While earnings reports from the big banks are a signal that business is good, the plummeting rates could signal something is wrong. Investors do not want to take any chances.
Another worry for Cramer is the return of sinking oil prices. The disastrous report from BP on Tuesday crushed the stock. Combined with the fact that the price of crude fell again, it cast a dark cloud over the entire group.
The next blow came when Royal Caribbean, the second-largest cruise line, announced shockingly poor guidance that illustrated just how badly the strong dollar has impacted companies that do international business.
When Cramer heard this bad news, he knew that the dollar wasn't going to lose strength any time soon. As a result, the Royal Caribbean riptide swept all of the travel and leisure stocks.
So, when Cramer sees the professional traders panic and interpret positive inputs as a negative riptide, he said it is too dangerous to swim in the sea of stocks right now.
"Watch from the shore until the riptides take all stocks lower and then go away. Usually, I would be willing to wade into waters when they are this murky, but I think that sometimes it is worth waiting on the beach because dipping your toe in is just too risky," Cramer said.
Ultimately, the political uncertainty, strong dollar fears and the fast flight into the safety of Treasury bonds has Cramer waiting for calmer seas before entering the stock market again.
———
__Given problem A__: From the market commentary, copy the passage from "The next blow" up to and including "and leisure stocks." without changing a word.

__Records to process__:
———
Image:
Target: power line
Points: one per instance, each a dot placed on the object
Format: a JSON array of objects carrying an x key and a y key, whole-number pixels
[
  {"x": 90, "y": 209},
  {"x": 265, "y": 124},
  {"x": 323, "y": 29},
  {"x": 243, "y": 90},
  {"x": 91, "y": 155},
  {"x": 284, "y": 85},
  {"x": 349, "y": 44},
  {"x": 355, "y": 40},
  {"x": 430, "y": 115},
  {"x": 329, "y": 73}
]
———
__Given problem B__: Reproduce the whole listing above word for word, from its first line through its last.

__Full response A__:
The next blow came when Royal Caribbean, the second-largest cruise line, announced shockingly poor guidance that illustrated just how badly the strong dollar has impacted companies that do international business.
When Cramer heard this bad news, he knew that the dollar wasn't going to lose strength any time soon. As a result, the Royal Caribbean riptide swept all of the travel and leisure stocks.

__Full response B__:
Image:
Target: power line
Points: one per instance, each a dot placed on the object
Format: a JSON array of objects carrying an x key and a y key, whole-number pixels
[
  {"x": 90, "y": 209},
  {"x": 265, "y": 124},
  {"x": 323, "y": 29},
  {"x": 243, "y": 90},
  {"x": 91, "y": 155},
  {"x": 284, "y": 85},
  {"x": 349, "y": 44},
  {"x": 355, "y": 40},
  {"x": 430, "y": 115},
  {"x": 329, "y": 73}
]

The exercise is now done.